### Task goal
Exactly the lines from the one containing "of the potted" through the end of the data below are to be reproduced, and nothing besides them.

### Data to use

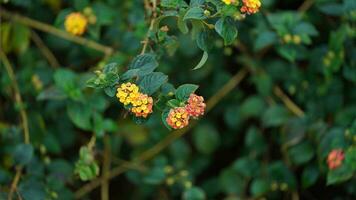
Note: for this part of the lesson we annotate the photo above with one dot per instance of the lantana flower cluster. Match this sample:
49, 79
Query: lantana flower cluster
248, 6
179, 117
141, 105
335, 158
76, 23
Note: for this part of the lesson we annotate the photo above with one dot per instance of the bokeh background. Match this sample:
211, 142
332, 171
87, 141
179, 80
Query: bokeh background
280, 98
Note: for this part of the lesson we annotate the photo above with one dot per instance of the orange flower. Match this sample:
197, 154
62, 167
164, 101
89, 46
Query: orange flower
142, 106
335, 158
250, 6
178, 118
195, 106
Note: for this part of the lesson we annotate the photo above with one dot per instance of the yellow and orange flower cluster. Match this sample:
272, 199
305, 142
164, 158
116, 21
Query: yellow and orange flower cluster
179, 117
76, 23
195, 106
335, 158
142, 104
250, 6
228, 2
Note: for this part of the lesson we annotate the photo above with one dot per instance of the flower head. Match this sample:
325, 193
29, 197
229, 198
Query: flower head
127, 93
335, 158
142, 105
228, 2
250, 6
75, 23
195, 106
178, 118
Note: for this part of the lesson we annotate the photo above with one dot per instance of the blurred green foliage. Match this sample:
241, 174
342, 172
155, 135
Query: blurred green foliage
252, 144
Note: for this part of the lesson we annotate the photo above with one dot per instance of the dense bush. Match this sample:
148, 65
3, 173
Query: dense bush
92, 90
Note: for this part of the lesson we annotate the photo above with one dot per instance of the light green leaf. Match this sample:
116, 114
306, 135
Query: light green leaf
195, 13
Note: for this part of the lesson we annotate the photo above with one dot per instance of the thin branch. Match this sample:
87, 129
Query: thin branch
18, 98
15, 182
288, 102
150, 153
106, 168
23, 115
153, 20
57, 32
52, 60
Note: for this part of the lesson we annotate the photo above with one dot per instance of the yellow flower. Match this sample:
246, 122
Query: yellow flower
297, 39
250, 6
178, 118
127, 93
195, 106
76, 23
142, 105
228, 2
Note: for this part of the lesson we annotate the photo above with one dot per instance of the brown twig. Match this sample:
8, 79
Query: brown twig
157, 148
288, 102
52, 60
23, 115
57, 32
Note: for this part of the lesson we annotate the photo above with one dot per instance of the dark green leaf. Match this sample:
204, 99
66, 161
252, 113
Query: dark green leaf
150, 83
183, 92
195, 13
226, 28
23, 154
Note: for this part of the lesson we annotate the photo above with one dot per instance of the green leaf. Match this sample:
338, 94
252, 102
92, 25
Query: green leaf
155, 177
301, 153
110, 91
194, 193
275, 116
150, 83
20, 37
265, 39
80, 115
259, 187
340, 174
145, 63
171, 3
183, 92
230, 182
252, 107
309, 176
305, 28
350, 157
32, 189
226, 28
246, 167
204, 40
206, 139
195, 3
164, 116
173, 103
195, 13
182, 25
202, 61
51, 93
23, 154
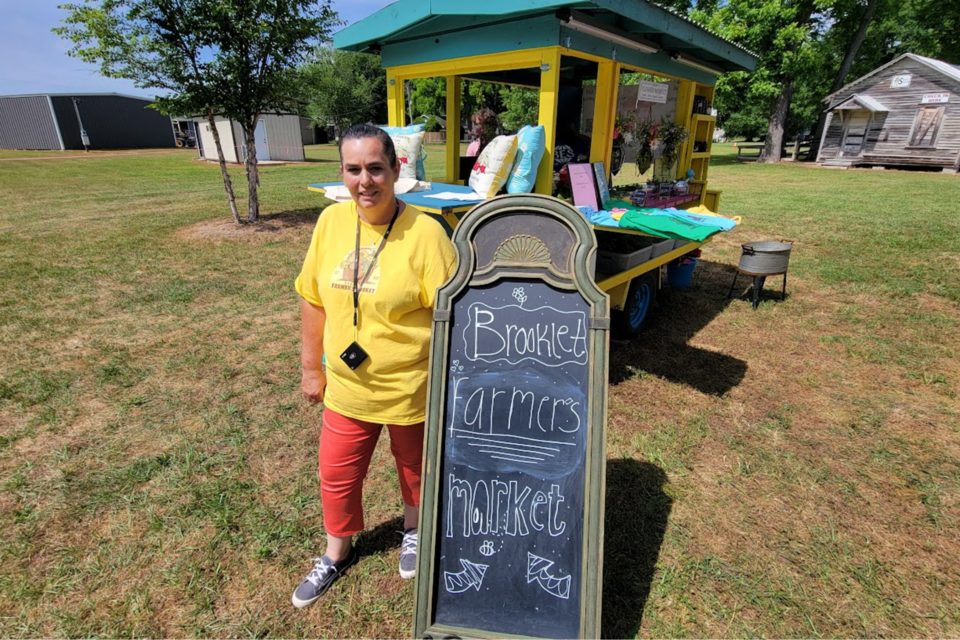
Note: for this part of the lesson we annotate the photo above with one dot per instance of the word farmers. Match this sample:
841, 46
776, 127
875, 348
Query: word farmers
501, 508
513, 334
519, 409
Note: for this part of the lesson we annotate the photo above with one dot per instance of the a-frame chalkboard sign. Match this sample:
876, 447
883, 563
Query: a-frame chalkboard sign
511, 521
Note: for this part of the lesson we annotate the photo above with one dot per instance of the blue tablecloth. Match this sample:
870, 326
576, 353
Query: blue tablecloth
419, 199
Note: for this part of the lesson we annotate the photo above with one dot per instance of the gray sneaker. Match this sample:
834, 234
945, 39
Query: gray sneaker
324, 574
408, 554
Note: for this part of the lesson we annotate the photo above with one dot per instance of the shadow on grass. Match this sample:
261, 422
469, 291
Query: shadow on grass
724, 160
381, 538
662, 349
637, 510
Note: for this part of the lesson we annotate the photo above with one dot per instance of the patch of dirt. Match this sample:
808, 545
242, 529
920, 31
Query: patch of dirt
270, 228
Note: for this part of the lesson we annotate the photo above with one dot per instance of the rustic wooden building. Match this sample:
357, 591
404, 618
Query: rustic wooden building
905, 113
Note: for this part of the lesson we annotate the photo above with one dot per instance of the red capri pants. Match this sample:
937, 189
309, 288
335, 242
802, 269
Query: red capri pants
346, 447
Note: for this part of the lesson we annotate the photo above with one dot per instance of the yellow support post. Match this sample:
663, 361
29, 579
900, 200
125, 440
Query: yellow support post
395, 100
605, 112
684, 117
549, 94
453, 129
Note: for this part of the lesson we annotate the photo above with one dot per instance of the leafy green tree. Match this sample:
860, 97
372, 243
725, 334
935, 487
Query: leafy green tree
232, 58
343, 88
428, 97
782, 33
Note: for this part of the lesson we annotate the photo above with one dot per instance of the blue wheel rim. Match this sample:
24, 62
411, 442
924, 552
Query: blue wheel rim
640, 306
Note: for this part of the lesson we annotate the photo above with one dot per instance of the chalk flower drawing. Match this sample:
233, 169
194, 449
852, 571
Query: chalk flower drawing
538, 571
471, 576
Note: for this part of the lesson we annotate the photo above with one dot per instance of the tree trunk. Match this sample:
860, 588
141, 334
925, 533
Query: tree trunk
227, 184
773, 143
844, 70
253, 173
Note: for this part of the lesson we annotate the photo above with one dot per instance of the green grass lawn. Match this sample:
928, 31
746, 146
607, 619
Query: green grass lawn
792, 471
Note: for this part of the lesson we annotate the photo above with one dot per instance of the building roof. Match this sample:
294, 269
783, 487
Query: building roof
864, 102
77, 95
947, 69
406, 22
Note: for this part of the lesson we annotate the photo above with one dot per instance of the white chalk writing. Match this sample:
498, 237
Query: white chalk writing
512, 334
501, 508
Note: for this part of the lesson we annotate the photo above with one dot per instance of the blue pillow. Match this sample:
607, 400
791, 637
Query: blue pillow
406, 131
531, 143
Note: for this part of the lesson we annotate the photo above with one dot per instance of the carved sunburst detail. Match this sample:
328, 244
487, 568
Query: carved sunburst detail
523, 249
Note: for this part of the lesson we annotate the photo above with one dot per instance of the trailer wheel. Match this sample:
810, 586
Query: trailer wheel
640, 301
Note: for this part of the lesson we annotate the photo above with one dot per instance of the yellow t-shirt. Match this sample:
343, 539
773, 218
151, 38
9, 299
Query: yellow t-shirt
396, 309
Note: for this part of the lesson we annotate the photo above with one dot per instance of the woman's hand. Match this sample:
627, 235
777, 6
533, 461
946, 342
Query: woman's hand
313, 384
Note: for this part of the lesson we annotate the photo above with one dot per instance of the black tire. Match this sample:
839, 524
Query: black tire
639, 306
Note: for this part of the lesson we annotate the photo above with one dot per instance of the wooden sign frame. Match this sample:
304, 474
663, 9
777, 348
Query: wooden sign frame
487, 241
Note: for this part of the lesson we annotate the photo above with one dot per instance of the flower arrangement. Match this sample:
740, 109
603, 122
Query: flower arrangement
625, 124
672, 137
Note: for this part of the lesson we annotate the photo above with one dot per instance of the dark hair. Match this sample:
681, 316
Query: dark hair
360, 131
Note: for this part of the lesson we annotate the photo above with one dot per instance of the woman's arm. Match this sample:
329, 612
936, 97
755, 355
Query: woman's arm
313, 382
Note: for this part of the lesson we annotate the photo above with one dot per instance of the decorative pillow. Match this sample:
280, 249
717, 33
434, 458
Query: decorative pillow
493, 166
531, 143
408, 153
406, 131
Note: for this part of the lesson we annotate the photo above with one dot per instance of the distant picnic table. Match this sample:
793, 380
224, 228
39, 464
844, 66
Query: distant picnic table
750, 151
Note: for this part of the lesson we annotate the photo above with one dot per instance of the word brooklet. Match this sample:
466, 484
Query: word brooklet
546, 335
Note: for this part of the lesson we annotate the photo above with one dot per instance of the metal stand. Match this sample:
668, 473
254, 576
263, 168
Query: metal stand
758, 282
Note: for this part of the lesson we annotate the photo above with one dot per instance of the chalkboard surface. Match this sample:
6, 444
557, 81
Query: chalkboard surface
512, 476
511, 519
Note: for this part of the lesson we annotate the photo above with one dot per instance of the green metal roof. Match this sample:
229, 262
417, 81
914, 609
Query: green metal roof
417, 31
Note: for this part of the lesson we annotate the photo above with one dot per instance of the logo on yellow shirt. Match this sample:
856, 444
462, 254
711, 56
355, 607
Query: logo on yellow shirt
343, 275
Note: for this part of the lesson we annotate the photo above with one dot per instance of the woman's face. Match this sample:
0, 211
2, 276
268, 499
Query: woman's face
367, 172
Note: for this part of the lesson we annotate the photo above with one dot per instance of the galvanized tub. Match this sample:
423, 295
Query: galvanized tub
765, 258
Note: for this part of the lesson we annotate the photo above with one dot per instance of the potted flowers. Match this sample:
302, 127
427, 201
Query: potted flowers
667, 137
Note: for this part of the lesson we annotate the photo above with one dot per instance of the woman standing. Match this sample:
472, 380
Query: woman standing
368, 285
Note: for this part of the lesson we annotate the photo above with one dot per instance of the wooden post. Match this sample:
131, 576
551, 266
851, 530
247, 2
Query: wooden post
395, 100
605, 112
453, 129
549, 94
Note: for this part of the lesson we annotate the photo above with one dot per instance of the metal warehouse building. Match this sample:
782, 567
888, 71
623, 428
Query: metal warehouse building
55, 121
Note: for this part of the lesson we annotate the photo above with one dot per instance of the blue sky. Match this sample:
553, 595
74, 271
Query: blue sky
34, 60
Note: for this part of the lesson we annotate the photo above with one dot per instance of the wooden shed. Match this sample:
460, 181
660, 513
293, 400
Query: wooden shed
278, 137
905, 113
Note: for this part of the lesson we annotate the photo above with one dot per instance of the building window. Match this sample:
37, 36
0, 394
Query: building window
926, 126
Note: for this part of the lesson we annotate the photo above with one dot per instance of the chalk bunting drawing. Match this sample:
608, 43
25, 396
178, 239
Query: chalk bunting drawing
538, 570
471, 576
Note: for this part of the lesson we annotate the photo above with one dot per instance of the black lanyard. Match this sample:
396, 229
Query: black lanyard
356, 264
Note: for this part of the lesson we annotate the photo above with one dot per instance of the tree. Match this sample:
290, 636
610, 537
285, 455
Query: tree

### Exercise output
Note: for this part of the lesson we annotate the photo above with one dot per instance of the potted flowers. Match this sample:
302, 127
427, 201
Query: potted flowers
667, 137
Note: for this part of the lesson we annotate the photo above with one dot per instance of the woman standing. Match this sample:
472, 380
Query: woman standing
368, 285
Note: for this part of the lesson we annotate the photo above with one dot per instance of the wooden post. Match this sample:
131, 576
551, 266
851, 530
247, 2
Query: wooden post
395, 100
605, 112
453, 129
549, 94
Note: for this part of the lesson we annotate the photo above with one dot per instance of the metal warehouse building. Match this sample:
782, 567
888, 71
623, 428
Query: metal warehouse building
55, 121
Note: for this part of the lesson we annotate the photo above with one dot per instance of the blue sky. Match this sample:
553, 595
74, 271
Query: blue sky
34, 60
Note: for this part of the lesson we annotate the photo above with one dot per instance of the wooden shed. Match this sample:
460, 181
660, 513
293, 400
Query: wooden shed
278, 137
905, 113
Note: for this part of the lesson we annotate the photo above with one dot per instance of the building window. Match this sample:
37, 36
0, 394
Query: building window
926, 126
Note: for this part of the lesson we annotate the photo above with one dot per instance of the chalk bunting drawing. Match this sample:
608, 43
25, 396
178, 239
Query: chalk bunting drawing
538, 570
471, 576
Note: for this part of the lesson we annotate the photo above with one dot per instance of the black lanyard. Match this sample:
396, 229
Query: black lanyard
356, 264
Note: for this part of the lesson we annotate the photo above with one dot per instance of the tree. Match this sample:
290, 636
610, 537
285, 455
Query: tree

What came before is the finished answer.